▶ [Point-per-instance localization data]:

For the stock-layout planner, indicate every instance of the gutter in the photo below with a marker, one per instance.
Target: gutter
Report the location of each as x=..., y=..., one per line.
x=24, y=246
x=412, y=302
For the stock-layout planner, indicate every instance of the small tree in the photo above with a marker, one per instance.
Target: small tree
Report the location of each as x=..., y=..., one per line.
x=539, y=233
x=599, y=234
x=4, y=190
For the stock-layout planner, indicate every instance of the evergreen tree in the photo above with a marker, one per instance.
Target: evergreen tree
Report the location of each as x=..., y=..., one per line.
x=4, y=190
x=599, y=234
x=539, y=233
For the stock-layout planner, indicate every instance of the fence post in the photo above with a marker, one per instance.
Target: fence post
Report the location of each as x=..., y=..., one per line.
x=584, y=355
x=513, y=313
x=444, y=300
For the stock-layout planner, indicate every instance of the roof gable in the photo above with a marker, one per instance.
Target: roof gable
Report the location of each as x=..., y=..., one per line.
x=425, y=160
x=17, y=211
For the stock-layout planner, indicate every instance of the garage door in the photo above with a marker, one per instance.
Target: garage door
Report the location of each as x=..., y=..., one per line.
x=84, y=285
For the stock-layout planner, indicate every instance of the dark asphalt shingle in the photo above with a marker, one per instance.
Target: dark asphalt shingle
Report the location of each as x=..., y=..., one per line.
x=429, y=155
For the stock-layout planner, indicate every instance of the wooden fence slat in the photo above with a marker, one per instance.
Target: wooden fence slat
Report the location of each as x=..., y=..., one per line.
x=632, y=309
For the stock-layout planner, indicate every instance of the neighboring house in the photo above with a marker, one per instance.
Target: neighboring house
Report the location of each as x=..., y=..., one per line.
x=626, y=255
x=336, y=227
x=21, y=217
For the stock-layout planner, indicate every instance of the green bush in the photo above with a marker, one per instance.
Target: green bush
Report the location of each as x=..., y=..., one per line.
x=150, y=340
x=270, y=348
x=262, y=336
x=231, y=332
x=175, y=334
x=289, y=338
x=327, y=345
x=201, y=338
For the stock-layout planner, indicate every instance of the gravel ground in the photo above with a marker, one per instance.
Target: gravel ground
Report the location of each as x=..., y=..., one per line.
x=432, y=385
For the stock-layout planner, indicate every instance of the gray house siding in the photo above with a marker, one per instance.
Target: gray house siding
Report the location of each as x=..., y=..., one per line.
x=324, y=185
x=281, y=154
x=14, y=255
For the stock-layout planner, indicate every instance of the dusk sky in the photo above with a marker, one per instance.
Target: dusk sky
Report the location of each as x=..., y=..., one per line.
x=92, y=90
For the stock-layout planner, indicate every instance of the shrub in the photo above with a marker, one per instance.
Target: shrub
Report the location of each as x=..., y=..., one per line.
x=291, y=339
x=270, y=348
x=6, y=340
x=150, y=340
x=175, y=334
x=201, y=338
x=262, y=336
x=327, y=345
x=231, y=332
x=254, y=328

▶ [BRIEF]: Every entry above should be retyped exactly as shown.

▶ [SOLUTION TO THIS PROBLEM]:
For the stock-layout planner, indicate every instance of the gutter in the photo below with a marker, one per instance.
Target: gutter
Report the location of each as x=..., y=..., one per line.
x=24, y=246
x=412, y=302
For the stock-layout planner, indicate every instance of the small tree in the photo above with a marker, one per instance.
Target: small tree
Report the location of each as x=..., y=..., one per line.
x=539, y=233
x=599, y=234
x=4, y=190
For the stock-layout planner, indicate every instance of the evergreen tree in the photo above with a marker, one per instance.
Target: evergreen tree
Report the location of each as x=..., y=..., one per line.
x=4, y=190
x=599, y=234
x=539, y=233
For the stock-layout planner, indicate every instance of the fence post in the photo above with a marker, one per instance.
Target: fence post
Report the location of each as x=..., y=..., one per line.
x=584, y=355
x=513, y=313
x=444, y=300
For the stock-layout planner, indicate every instance of the roof gable in the photo above with a marker, one per instance.
Target: roof gable
Report the location of each as x=..., y=..., one per line.
x=425, y=160
x=17, y=211
For the stock-layout planner, indicate every instance of the garage door in the photo above with a marker, one per instance.
Target: garage door
Report the location of each as x=..., y=..., one per line.
x=84, y=285
For the stock-layout planner, indicate every instance of the dark asphalt shingle in the photo above with a marker, one per instance.
Target: dark asphalt shingle
Report the location of each as x=..., y=..., one per line.
x=429, y=155
For the stock-layout planner, indicate every instance of the wooden fence slat in the photo above with a marker, one per instance.
Target: wooden fence slat
Report the location of each as x=..., y=..., one per line.
x=632, y=309
For the stock-layout planner, indicate every instance of the neighboring house in the photo above with a marker, one per instance.
Target: neighboring house
Report the location of each as x=..., y=..., one per line.
x=626, y=255
x=336, y=227
x=21, y=217
For the stock-layout planner, indicate every instance of the green bush in the photo above with a marker, one per instance.
Target: green bush
Report the location of each as x=..., y=..., one per line.
x=150, y=340
x=270, y=348
x=262, y=336
x=231, y=332
x=175, y=334
x=289, y=338
x=327, y=345
x=201, y=338
For the stock-layout planner, indicate every instance of the gravel ground in the photo above with a marker, one per instance.
Target: gravel ground
Report the location of each as x=..., y=..., one per line.
x=432, y=385
For the stock-layout planner, indicate every instance of the gray house siding in the photo above with a marker, one per instance.
Target: gray house siding
Report the location of each as x=..., y=..., one per line.
x=324, y=185
x=281, y=154
x=14, y=255
For the stock-layout planner, indicate every instance of the dusk sky in the photo above with a marker, one per instance.
Target: dusk sky
Report the location of each as x=..., y=..., one per line.
x=92, y=90
For the stock-layout planner, indicate every instance of the shrub in the photo above with a marker, one per instance.
Target: shrub
Report the location of each as x=..., y=..., one per line.
x=291, y=339
x=270, y=348
x=6, y=340
x=150, y=340
x=175, y=334
x=201, y=338
x=262, y=336
x=327, y=345
x=231, y=332
x=254, y=328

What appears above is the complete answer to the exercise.